YOUR ASSIGNMENT
Only the lines of the data holding the string "wing" need to be returned.

*** Opening of EXTRACTED ENTRIES ***

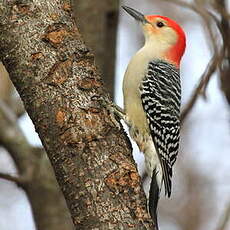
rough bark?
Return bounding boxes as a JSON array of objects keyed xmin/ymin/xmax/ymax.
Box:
[
  {"xmin": 0, "ymin": 0, "xmax": 119, "ymax": 228},
  {"xmin": 0, "ymin": 1, "xmax": 154, "ymax": 229},
  {"xmin": 72, "ymin": 0, "xmax": 119, "ymax": 98}
]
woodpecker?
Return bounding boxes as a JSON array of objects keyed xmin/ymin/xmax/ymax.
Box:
[{"xmin": 106, "ymin": 5, "xmax": 186, "ymax": 229}]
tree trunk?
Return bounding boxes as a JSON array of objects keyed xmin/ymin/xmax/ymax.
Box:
[{"xmin": 0, "ymin": 1, "xmax": 154, "ymax": 229}]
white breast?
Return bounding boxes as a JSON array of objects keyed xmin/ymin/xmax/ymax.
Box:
[{"xmin": 122, "ymin": 46, "xmax": 152, "ymax": 143}]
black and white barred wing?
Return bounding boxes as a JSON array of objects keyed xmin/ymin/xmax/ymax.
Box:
[{"xmin": 140, "ymin": 60, "xmax": 181, "ymax": 197}]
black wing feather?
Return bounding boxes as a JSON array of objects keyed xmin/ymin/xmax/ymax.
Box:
[{"xmin": 140, "ymin": 60, "xmax": 181, "ymax": 197}]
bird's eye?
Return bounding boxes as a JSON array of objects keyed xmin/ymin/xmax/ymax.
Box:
[{"xmin": 156, "ymin": 21, "xmax": 165, "ymax": 28}]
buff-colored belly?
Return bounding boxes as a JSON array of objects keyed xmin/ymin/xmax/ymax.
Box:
[
  {"xmin": 123, "ymin": 80, "xmax": 150, "ymax": 152},
  {"xmin": 122, "ymin": 45, "xmax": 154, "ymax": 151}
]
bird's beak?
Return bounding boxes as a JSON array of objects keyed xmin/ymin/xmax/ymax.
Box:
[{"xmin": 122, "ymin": 6, "xmax": 148, "ymax": 24}]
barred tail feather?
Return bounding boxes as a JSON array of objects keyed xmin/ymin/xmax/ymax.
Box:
[{"xmin": 161, "ymin": 158, "xmax": 172, "ymax": 197}]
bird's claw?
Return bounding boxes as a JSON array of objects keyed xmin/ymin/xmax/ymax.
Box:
[
  {"xmin": 95, "ymin": 95, "xmax": 113, "ymax": 112},
  {"xmin": 95, "ymin": 96, "xmax": 123, "ymax": 129}
]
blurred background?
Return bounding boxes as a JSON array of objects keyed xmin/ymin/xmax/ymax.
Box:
[{"xmin": 0, "ymin": 0, "xmax": 229, "ymax": 229}]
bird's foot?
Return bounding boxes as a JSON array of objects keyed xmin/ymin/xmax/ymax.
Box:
[{"xmin": 95, "ymin": 95, "xmax": 125, "ymax": 129}]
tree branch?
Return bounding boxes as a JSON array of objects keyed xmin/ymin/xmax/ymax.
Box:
[
  {"xmin": 180, "ymin": 52, "xmax": 223, "ymax": 123},
  {"xmin": 0, "ymin": 98, "xmax": 74, "ymax": 229},
  {"xmin": 0, "ymin": 1, "xmax": 154, "ymax": 229},
  {"xmin": 0, "ymin": 172, "xmax": 31, "ymax": 185},
  {"xmin": 0, "ymin": 99, "xmax": 36, "ymax": 174}
]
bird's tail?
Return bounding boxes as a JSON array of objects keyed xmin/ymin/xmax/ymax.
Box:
[{"xmin": 149, "ymin": 168, "xmax": 160, "ymax": 230}]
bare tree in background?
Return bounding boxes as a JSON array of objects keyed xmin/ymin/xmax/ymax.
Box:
[
  {"xmin": 72, "ymin": 0, "xmax": 119, "ymax": 98},
  {"xmin": 0, "ymin": 0, "xmax": 155, "ymax": 229}
]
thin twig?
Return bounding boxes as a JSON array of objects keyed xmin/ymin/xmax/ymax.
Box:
[
  {"xmin": 180, "ymin": 53, "xmax": 221, "ymax": 123},
  {"xmin": 212, "ymin": 0, "xmax": 230, "ymax": 21},
  {"xmin": 163, "ymin": 0, "xmax": 220, "ymax": 53}
]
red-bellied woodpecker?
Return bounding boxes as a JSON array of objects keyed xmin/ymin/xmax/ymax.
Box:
[{"xmin": 106, "ymin": 5, "xmax": 186, "ymax": 229}]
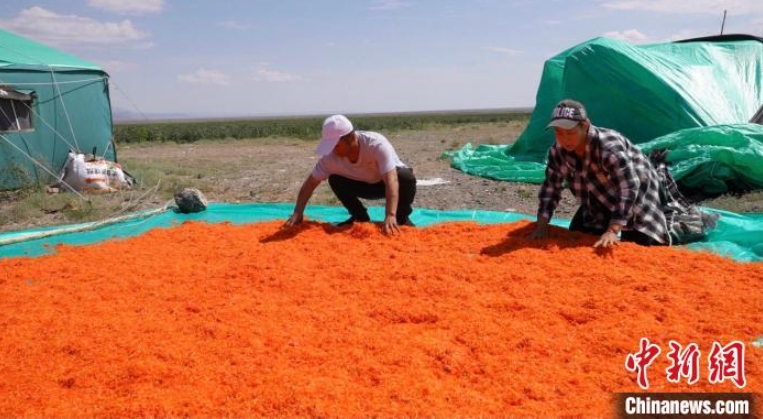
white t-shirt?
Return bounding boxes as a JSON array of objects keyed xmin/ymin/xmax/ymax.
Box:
[{"xmin": 311, "ymin": 131, "xmax": 407, "ymax": 183}]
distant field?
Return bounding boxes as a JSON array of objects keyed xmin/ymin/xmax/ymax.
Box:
[{"xmin": 113, "ymin": 110, "xmax": 532, "ymax": 144}]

*** Close of EXTRACTED ENTRIES ***

WORKED SOLUTION
black and white barred wing?
black wing feather?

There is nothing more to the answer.